* start Dataset rows *

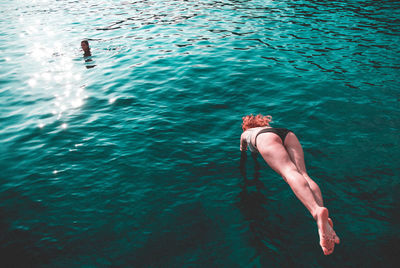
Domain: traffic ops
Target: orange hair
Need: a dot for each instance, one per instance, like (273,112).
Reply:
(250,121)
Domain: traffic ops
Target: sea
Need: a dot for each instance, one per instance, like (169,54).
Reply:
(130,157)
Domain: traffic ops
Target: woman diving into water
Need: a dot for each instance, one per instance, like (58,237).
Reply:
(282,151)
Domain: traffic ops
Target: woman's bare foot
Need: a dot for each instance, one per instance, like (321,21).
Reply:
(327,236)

* end Dataset rows *
* start Dataset rows *

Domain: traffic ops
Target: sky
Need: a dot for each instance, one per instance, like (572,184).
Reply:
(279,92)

* end Dataset rows *

Written problem |
Gather every line of the records that contains the string "like", matching uppercase and lowercase exactly.

Written response |
Need: a dot for each instance, one per instance, like (273,112).
Need: a dot for each instance, one per instance, like (169,54).
Need: a dot for each instance, one per instance, like (58,237).
Need: a dot for each instance, one per instance, like (321,21).
Need: a dot for each instance, one per instance, like (572,184).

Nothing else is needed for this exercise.